**Exercise goal**.
Search the entries for the line containing "For each instance of the building". Repeat it, then every line after it, exactly through the final line.

Material supplied START

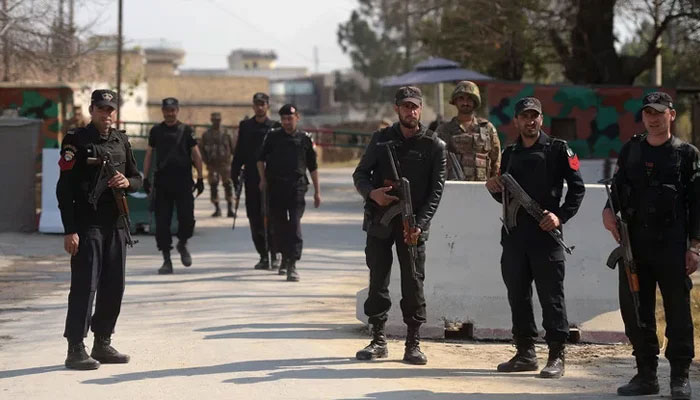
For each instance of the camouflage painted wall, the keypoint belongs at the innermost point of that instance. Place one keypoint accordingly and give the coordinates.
(605, 117)
(49, 104)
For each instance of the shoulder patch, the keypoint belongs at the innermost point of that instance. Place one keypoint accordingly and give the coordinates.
(572, 158)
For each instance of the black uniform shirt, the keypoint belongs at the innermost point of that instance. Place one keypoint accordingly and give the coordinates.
(77, 178)
(173, 146)
(422, 159)
(287, 156)
(658, 182)
(541, 170)
(251, 135)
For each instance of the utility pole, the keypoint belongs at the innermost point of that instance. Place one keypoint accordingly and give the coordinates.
(119, 63)
(657, 73)
(5, 43)
(60, 45)
(316, 61)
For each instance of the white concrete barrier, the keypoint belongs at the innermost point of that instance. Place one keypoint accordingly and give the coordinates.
(50, 220)
(463, 275)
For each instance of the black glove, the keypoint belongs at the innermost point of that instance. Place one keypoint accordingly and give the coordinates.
(147, 186)
(199, 186)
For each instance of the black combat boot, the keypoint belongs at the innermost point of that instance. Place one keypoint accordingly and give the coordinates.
(292, 274)
(412, 354)
(167, 267)
(377, 347)
(103, 352)
(555, 363)
(525, 358)
(645, 382)
(276, 260)
(79, 359)
(263, 263)
(283, 266)
(185, 256)
(680, 384)
(217, 210)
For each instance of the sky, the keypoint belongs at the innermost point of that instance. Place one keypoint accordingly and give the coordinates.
(207, 30)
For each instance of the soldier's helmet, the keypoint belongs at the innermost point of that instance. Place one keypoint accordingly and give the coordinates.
(469, 88)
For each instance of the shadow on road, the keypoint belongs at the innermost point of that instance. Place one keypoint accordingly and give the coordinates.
(31, 371)
(428, 395)
(287, 331)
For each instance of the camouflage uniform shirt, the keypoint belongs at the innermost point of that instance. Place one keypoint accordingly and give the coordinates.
(477, 148)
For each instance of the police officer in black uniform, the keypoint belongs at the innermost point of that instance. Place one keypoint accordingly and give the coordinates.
(540, 164)
(657, 187)
(422, 158)
(176, 150)
(251, 133)
(93, 238)
(285, 156)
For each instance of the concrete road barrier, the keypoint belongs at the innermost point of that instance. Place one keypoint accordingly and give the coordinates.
(463, 276)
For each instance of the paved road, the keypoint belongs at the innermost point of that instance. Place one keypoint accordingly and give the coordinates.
(221, 330)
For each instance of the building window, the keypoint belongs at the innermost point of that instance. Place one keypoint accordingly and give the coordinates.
(564, 128)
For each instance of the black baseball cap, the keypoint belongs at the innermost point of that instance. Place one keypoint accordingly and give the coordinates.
(288, 109)
(104, 97)
(528, 103)
(409, 94)
(659, 101)
(170, 102)
(261, 97)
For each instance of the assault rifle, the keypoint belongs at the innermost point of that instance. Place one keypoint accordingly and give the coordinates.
(237, 192)
(623, 254)
(514, 197)
(405, 205)
(265, 208)
(107, 171)
(456, 166)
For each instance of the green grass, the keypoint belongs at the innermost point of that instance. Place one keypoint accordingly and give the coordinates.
(661, 319)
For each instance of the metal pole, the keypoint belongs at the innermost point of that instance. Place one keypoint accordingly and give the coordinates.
(5, 43)
(119, 63)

Material supplied END

**Solution to this exercise**.
For each instance of the building window, the keypoint belongs at the innermost point of that instance. Place one keypoint accordingly and give the coordinates.
(564, 128)
For each instance of the black baseball cap, the keypoint belongs at the innermost point of that instance. Place one keypoint accordingly and give the coordinates.
(288, 109)
(104, 97)
(528, 103)
(409, 94)
(659, 101)
(170, 102)
(261, 97)
For each instance of the assault rifle, the keypoint belongs at the innermost point of that instance. Place one keypoint accordingly and give the coordinates.
(237, 192)
(623, 254)
(514, 197)
(405, 205)
(265, 208)
(107, 171)
(456, 166)
For each instance of the green grass, the keypoint belongs at the innermost point of that instance. Place one keypoint accordingly and give the coordinates.
(661, 319)
For each instance of the metal pole, the keypoint belongs at the innermost point of that instance. Place one keypoint accordingly and give the coordinates.
(5, 43)
(119, 63)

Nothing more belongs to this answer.